Your task: Every entry below should be printed again exactly as it reads.

[Collected data entries]
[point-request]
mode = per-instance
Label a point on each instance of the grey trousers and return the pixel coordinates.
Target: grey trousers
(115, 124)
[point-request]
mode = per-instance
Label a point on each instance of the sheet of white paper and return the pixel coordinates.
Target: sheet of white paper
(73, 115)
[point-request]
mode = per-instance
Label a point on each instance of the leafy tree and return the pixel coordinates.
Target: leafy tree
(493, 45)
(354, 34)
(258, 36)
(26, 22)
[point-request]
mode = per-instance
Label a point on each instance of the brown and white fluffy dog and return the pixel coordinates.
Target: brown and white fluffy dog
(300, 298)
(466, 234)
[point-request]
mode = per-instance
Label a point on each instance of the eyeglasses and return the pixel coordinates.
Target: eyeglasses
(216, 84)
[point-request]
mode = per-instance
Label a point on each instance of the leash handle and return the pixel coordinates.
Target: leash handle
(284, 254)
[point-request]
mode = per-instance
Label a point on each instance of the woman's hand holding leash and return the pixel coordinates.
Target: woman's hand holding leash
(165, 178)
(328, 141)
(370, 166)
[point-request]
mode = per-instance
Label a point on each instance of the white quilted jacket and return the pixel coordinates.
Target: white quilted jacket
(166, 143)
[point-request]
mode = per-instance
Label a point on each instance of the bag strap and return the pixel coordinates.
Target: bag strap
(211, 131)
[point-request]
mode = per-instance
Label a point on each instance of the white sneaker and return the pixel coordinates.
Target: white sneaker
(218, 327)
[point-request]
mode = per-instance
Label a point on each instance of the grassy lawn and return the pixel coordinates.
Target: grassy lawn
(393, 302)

Answer box:
[point-request]
mode = per-instance
Label a point on each instance of the grey trousers and return the pixel coordinates.
Target: grey trousers
(115, 124)
[point-request]
mode = per-instance
Label a point on each instance of the sheet of white paper and return the pixel coordinates.
Target: sheet of white paper
(73, 115)
[point-request]
mode = per-instance
Label a point on each instance of the leafy tree and return the pixel coordinates.
Target: leafy tree
(493, 45)
(354, 34)
(258, 36)
(26, 22)
[point-request]
mode = per-instance
Label a point on each instance of the brown and white fluffy dog and return the pixel coordinates.
Target: brown and white fluffy dog
(300, 298)
(466, 234)
[point-request]
mode = per-instance
Label a point on each instance of the eyeglasses and return the pixel coordinates.
Target: eyeglasses
(216, 84)
[point-request]
mode = per-instance
Label a point on each instance of the leash handle and return the pixel coordinates.
Target: leash handle
(284, 254)
[point-request]
mode = per-instance
Label a point on each instance of the woman's hand holding leash and return the pixel coordinates.
Target: woman's hand holding leash
(165, 178)
(328, 141)
(370, 166)
[point-request]
mode = per-instance
Label a point on each instance of the white quilted jacket and return the pixel coordinates.
Target: white quilted jacket
(166, 143)
[point-request]
mode = per-instance
Label a point on each instance of the bag strap and return the pixel coordinates.
Target: bag strap
(211, 131)
[point-request]
mode = per-instance
Label a point on each instance of the white sneaker and return the pixel coordinates.
Target: white sneaker
(218, 327)
[point-request]
mode = per-instance
Label a point on each instance of the grassy lawn and return the pixel coordinates.
Target: grassy lawn
(393, 302)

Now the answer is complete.